*Your goal*: Adjust the records from the line with "the monkey's leg" up to and including the end of the records, adding -128 to every number in the answer pin coordinates and copying all other lines unchanged. Leave the pictures out.

*Dataset rows*:
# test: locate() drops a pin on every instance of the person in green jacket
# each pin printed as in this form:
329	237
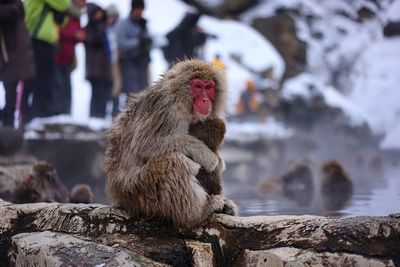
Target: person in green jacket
42	20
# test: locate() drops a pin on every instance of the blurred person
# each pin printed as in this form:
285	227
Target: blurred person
71	33
134	44
42	18
185	39
217	62
112	19
249	102
16	55
98	60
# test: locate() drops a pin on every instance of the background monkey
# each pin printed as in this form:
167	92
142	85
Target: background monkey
81	193
151	160
211	132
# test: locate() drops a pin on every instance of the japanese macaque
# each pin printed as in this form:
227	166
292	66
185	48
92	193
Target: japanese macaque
152	161
81	193
336	186
42	185
211	132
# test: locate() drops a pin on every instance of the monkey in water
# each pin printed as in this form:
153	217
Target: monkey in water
211	132
41	185
81	193
152	161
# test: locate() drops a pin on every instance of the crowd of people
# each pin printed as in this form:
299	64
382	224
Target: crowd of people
37	55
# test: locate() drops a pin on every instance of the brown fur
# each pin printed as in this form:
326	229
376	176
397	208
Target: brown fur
81	193
151	160
42	185
211	132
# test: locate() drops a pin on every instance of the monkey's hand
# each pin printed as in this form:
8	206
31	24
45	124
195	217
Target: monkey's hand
198	151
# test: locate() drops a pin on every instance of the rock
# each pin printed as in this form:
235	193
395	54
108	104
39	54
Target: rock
56	250
71	231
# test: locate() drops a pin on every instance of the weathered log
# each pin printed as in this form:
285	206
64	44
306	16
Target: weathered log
222	240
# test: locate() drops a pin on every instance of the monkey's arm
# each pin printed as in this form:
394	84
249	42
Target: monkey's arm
194	149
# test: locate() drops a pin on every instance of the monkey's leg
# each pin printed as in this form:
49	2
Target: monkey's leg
173	191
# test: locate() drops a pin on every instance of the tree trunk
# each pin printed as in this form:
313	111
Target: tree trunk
99	235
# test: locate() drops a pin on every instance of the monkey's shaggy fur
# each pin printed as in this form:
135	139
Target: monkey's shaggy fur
211	132
151	160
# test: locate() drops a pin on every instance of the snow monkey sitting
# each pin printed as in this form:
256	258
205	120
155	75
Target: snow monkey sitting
152	161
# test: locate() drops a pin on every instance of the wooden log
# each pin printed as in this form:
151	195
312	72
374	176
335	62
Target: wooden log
375	238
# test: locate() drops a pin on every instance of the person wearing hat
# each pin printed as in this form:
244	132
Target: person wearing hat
112	20
134	44
185	39
71	33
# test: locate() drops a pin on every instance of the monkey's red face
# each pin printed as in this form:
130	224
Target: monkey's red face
203	92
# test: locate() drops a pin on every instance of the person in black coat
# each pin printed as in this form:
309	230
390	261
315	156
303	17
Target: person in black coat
16	55
185	39
98	60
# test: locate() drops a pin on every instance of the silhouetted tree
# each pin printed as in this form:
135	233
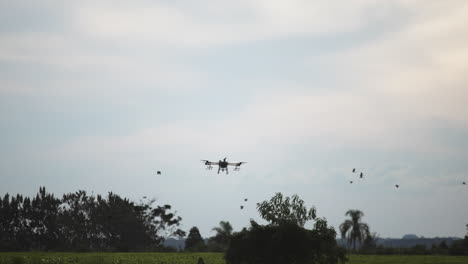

*Written solution*:
# test: locate() drops a pin on every instance of the monkey's leg
# each pin printed as in this form:
49	2
Target: monkey's leg
45	63
# test: locate() drops a pin on every instance of the tree trunk
# each pin printed as in this form:
313	111
Target: tree trunk
-29	107
# test: locate() drops a pin on every instance of the monkey's shaggy fur
# each pin printed as in this form:
135	139
Target: monkey's shaggy fur
83	4
23	32
# test: locate() drops a pin on every instance of the snow monkey sitting
# each pin printed as in this form:
256	258
205	120
155	75
Target: snow monkey sitting
24	33
# test: locate() drops a pin on every instance of the wooden log
# each pin printed as in this form:
151	195
312	72
374	176
335	62
Target: wooden log
247	110
# test: locate() drops a pin on every instance of the person wearing hat
# each pin printed as in this form:
244	132
Target: person wearing hat
-16	-108
6	-84
57	-89
-57	-95
# test: locate() drops a pin on every instance of the monkey's red face
# each pin printed as in this form:
130	224
Target: monkey's red face
75	-36
# test: locate() drops a pin on every instance of the person in black coat
# each pin printed as in this form:
309	230
390	261
315	156
303	17
Target: person in black coat
-112	-73
57	-89
-30	-68
# test: locate() drops a pin on every instance of the silhouetted tree
# each pin printed as in this form:
135	233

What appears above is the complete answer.